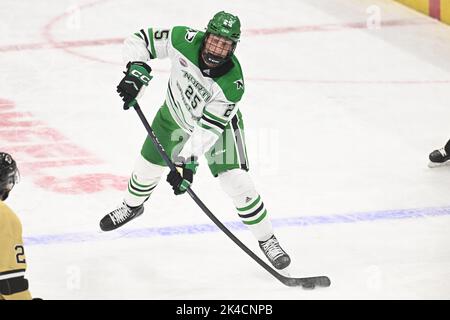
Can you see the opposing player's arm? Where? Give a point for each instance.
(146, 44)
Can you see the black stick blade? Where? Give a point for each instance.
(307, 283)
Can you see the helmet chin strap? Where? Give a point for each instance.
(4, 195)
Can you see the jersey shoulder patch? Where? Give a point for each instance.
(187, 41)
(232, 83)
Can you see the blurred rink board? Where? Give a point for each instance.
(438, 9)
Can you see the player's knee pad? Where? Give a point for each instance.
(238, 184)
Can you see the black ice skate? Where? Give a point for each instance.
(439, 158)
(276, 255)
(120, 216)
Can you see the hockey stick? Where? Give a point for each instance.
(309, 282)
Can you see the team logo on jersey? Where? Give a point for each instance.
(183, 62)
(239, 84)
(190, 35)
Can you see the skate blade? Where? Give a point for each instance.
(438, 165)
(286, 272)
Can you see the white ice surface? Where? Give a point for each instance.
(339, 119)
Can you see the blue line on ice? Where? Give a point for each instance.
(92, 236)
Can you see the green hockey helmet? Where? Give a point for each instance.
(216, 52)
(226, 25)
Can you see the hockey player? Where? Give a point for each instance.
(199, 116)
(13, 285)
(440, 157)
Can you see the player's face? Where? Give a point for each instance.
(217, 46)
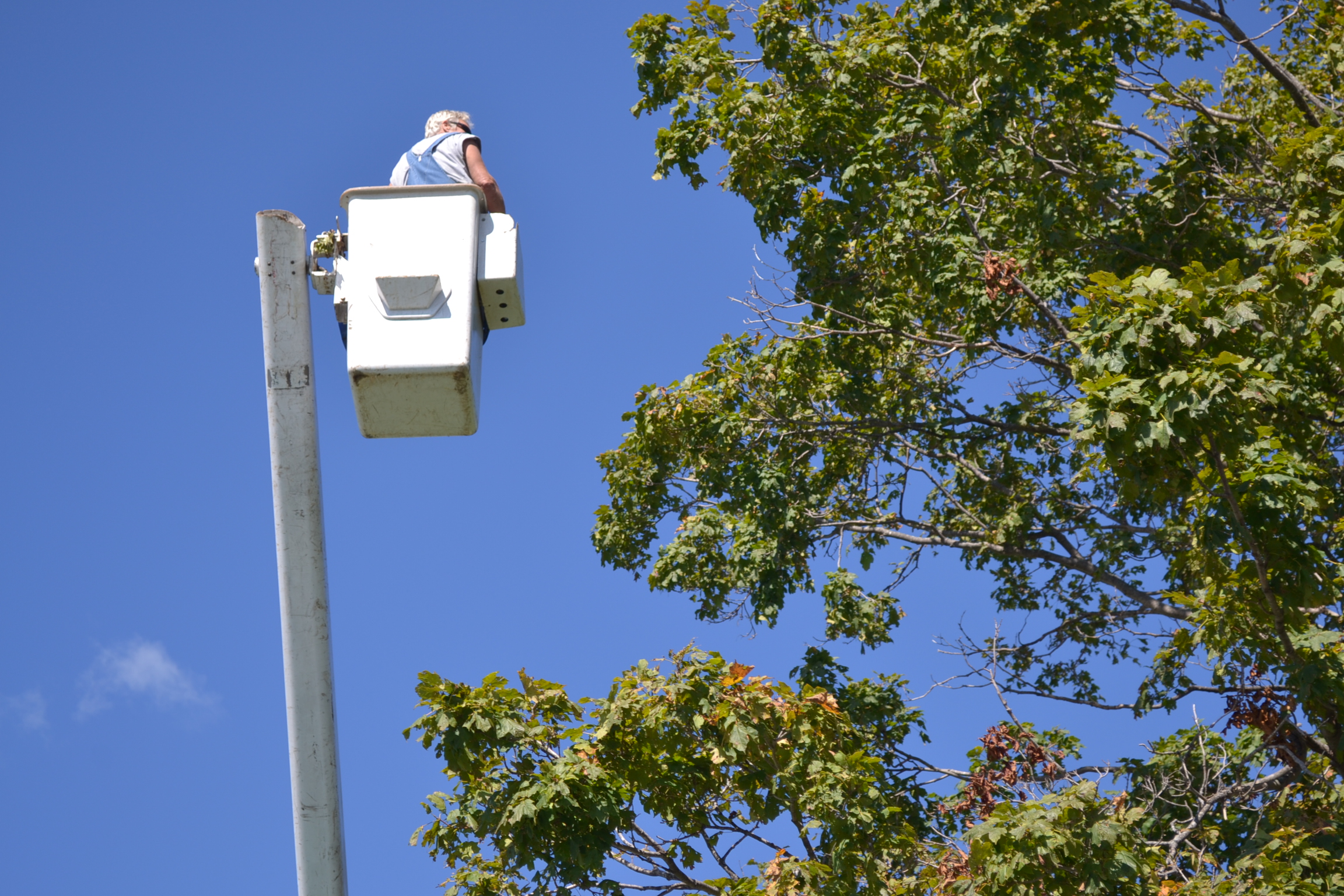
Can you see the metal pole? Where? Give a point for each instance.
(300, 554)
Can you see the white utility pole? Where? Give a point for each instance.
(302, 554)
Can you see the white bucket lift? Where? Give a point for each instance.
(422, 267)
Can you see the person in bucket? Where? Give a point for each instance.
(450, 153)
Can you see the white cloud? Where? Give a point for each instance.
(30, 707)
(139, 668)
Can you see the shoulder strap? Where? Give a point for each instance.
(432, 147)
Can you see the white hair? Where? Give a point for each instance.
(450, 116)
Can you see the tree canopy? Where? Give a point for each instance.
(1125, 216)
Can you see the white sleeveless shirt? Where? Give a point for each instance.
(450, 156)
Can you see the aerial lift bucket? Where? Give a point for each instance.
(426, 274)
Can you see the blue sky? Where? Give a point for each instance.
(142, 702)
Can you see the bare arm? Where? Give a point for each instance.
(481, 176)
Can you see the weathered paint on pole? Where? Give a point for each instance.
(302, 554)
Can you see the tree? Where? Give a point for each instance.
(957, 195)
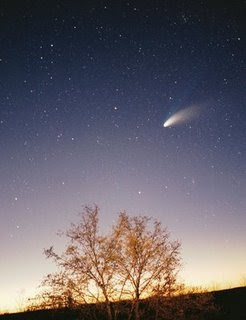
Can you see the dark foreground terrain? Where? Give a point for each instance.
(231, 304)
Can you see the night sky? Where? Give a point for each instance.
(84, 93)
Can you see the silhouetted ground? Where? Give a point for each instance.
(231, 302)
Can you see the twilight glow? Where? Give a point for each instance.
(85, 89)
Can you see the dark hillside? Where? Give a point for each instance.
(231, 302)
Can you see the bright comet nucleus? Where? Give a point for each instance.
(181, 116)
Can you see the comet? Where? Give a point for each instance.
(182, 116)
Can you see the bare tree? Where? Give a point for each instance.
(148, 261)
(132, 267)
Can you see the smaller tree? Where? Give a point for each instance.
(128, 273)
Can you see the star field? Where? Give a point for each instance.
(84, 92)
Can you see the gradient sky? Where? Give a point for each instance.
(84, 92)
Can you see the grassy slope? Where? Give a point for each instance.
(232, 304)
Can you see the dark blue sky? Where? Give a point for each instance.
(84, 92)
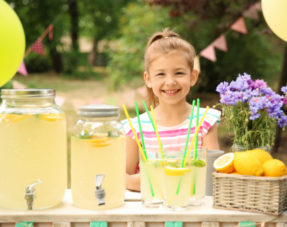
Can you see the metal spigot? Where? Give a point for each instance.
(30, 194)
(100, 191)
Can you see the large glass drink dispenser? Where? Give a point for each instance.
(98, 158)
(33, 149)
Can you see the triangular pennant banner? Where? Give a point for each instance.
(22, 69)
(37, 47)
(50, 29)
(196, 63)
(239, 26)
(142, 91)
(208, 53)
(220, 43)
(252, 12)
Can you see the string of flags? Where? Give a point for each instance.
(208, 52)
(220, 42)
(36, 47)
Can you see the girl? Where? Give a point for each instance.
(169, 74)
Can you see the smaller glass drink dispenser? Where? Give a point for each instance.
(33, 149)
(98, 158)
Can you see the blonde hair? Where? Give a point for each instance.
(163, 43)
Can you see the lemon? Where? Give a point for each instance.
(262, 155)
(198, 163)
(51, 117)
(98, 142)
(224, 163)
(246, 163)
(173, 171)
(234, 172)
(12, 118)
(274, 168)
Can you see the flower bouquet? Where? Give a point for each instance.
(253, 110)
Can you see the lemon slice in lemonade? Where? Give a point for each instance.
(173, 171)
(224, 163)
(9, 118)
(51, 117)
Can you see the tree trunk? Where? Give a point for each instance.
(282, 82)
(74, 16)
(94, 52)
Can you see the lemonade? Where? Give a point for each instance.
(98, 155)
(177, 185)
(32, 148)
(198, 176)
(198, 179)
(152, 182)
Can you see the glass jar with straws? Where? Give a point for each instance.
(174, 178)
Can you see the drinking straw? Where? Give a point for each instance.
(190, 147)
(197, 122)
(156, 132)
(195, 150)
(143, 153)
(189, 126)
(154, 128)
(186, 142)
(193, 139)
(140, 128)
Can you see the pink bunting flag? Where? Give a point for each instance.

Exercise directions ->
The records above should be reproduced exactly, with no pictures included.

Result ->
Can you see the opposing player's arm? Where? Give a point for each instance.
(146, 44)
Can you see the black stick blade? Where? Give a point for each instance.
(307, 283)
Can you see the helmet chin strap? Where? Give a point for each instance.
(4, 195)
Can you see the jersey shoulder patch? Where? Give a point for each instance.
(187, 41)
(232, 83)
Can you see the blurred rink board? Where? Give a point for each instance.
(438, 9)
Can you see the player's knee pad? Where? Give a point for each instance.
(238, 184)
Can you see the black ice skate? Where? Give a point for each instance.
(439, 158)
(276, 255)
(120, 216)
Can you see the hockey stick? Where? Give a point for each instance.
(309, 282)
Can you see the team logo on jersey? Where? Give a point for each instance.
(183, 62)
(239, 84)
(190, 35)
Can you see the skate blade? Where? Give a point for each instance.
(438, 165)
(286, 272)
Can you see the white ice surface? Where? Give a point for each instance.
(339, 119)
Can you see the blue line on ice? Where? Give a point for each instance.
(92, 236)
Can you see the green hockey helmet? Where? Give a point for each instance.
(216, 52)
(226, 25)
Can you see the hockey player? Where? Give a point for each instance.
(199, 116)
(13, 285)
(440, 157)
Can you see the player's face? Where? Give a point for each instance.
(217, 46)
Can you see the metal pole? Where? Give a point for each instance.
(300, 554)
Can you see the white utility pole? Where? Give a point for each instance.
(302, 554)
Can you see the white bucket lift? Where? Give a point for each instance.
(422, 267)
Can you see the person in bucket? Where? Give a point for each instance.
(450, 153)
Can you see the white cloud? Where? Give a point for each instance.
(30, 707)
(139, 668)
Can you see the shoulder strap? Where? Give a point for each instance.
(432, 147)
Can you see the white hair? Where? Give a point for each instance.
(450, 116)
Can you see the tree canopy? Where? Give a point for each instance.
(1125, 216)
Can you see the white sleeveless shirt? Where? Give a point for each instance.
(450, 156)
Can you see the aerial lift bucket? Where? Give a point for each instance.
(426, 274)
Can you see the blue sky? Where? Give a point for each instance.
(142, 702)
Can you see the bare arm? Where? Give a point for each instance.
(481, 176)
Can you see the weathered paint on pole? Where? Give a point for each instance.
(302, 554)
Can you see the tree? Where? Give a point for each instance.
(957, 195)
Can you see the dark foreground terrain? Where? Give a point for each instance.
(231, 304)
Can you see the night sky? Where? Give a point for each instance.
(84, 93)
Can you see the silhouetted ground? Where? Give a point for each instance.
(231, 302)
Can you see the twilight glow? Where? Give a point for each instance.
(85, 89)
Can you see the dark hillside? Where? Give a point for each instance.
(231, 302)
Can you see the bright comet nucleus? Where? Give a point for each instance.
(181, 116)
Can you see the comet? Where? Give a point for each instance.
(182, 116)
Can you see the bare tree? Where? Give a point for each instance.
(148, 261)
(132, 267)
Can you see the smaller tree? Where? Give a point for each instance.
(128, 273)
Can you see the star field? Where? Give a point for each instance.
(84, 92)
Can you see the gradient sky? Where? Give a point for each instance.
(84, 92)
Can you see the grassy slope? Where? Give a point for each instance.
(232, 304)
Can you see the dark blue sky? Where? Give a point for each instance.
(84, 92)
Can you see the metal spigot? Where? Give a point for each instance.
(30, 194)
(100, 191)
Can you see the large glass drink dispenser? Where? Give a point for each instance.
(98, 158)
(33, 149)
Can you see the triangular pennant banner? Where? Give a point for each instance.
(22, 69)
(37, 47)
(50, 29)
(196, 63)
(239, 26)
(142, 91)
(208, 53)
(220, 43)
(252, 12)
Can you see the string of flags? Where? Give a point for each instance.
(208, 52)
(220, 42)
(36, 47)
Can you see the girl? Where? Give a point for each instance.
(169, 74)
Can you see the smaller glass drink dispenser? Where? Give a point for each instance.
(33, 149)
(98, 158)
Can you see the blonde hair? Where? Give a point for each instance.
(163, 43)
Can you see the lemon? Where? Give a point for each instance.
(262, 155)
(198, 163)
(51, 117)
(98, 142)
(224, 163)
(246, 163)
(173, 171)
(234, 172)
(12, 118)
(274, 168)
Can you see the flower bouquet? Where? Give a point for each instance.
(253, 110)
Can you see the lemon slice in lemonade? Where? Give a point for each instance.
(173, 171)
(224, 163)
(9, 118)
(51, 117)
Can you see the tree trunk? Where? Give a point for each instance.
(282, 82)
(74, 16)
(94, 52)
Can you see the lemonade? Where? Give a point for each instance.
(98, 155)
(177, 185)
(32, 148)
(198, 176)
(198, 179)
(152, 182)
Can you see the glass jar with straws? Where? Give a point for each instance.
(174, 178)
Can you see the drinking straw? Where? Give a point for each instance.
(190, 147)
(197, 122)
(156, 132)
(195, 150)
(143, 153)
(189, 126)
(154, 128)
(186, 142)
(193, 139)
(140, 128)
Can you see the pink bunting flag? Where? Give a point for each instance.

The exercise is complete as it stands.